The lines to extract begin at the one containing "each like (198,137)." and run to the end of the listing; set them down exactly and alone.

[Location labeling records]
┄┄┄┄┄┄┄┄┄┄

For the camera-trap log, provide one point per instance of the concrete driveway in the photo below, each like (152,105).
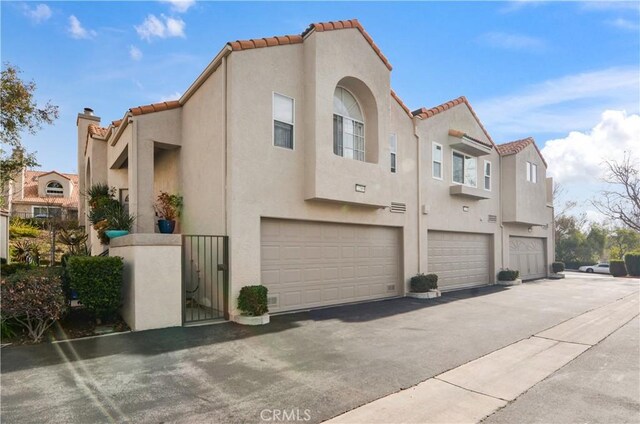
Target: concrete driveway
(312,365)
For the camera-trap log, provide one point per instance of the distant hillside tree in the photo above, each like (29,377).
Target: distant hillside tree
(19,113)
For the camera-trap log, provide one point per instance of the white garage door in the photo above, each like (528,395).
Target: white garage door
(310,264)
(460,259)
(527,255)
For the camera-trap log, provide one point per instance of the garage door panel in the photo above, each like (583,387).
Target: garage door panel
(459,259)
(327,263)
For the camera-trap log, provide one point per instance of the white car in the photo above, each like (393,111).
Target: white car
(601,268)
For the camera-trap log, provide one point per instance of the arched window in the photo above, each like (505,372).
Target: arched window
(348,126)
(54,188)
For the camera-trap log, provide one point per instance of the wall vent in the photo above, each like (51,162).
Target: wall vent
(398,207)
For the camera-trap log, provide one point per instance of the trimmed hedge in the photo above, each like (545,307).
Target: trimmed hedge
(33,299)
(508,275)
(617,268)
(253,300)
(98,281)
(632,262)
(422,283)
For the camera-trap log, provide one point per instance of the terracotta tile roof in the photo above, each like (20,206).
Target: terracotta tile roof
(30,191)
(401,103)
(514,147)
(155,107)
(97,130)
(428,113)
(256,43)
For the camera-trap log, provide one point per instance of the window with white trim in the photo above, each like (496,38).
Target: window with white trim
(532,172)
(348,126)
(464,169)
(487,175)
(436,157)
(283,121)
(393,148)
(54,188)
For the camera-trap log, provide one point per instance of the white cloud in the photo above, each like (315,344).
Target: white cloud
(511,41)
(625,24)
(579,157)
(163,27)
(180,6)
(572,102)
(77,30)
(135,53)
(38,14)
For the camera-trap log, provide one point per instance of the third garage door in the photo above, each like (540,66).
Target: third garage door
(309,264)
(526,254)
(459,259)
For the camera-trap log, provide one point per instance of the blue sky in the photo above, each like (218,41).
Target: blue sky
(544,69)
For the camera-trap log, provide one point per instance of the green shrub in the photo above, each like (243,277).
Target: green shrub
(632,262)
(98,281)
(12,268)
(508,275)
(617,268)
(557,267)
(252,300)
(33,299)
(422,283)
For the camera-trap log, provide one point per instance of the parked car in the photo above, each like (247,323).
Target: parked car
(600,268)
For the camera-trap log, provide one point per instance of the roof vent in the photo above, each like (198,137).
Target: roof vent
(398,207)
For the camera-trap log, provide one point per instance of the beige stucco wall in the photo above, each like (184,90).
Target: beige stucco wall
(152,288)
(444,212)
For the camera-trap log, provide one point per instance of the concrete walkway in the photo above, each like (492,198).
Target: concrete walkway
(475,390)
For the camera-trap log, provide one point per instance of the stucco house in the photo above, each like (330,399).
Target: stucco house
(43,194)
(326,187)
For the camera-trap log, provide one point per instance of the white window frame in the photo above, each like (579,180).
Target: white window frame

┄┄┄┄┄┄┄┄┄┄

● **RESULT FOR THIS EXERCISE**
For the camera-trap log, provide one point per instance of the roof vent in the photo above, each like (198,137).
Target: roof vent
(398,207)
For the camera-trap log, provide one point per instance of the beige stucco wall in the photo above, each like (184,90).
Target: beige stucco wall
(152,288)
(444,212)
For the camera-trap log, provide one point per instance of the concrete walkway in the photo above, each like (492,198).
Target: concrete walkway
(475,390)
For the camera-trap log, provide one point per instance of the stucco house in the photo above, each like (330,399).
Target: stucco house
(43,194)
(326,187)
For the camera-trap log, provide one point per instance of the white window frame in the photo above, each like (579,180).
Target: white window frame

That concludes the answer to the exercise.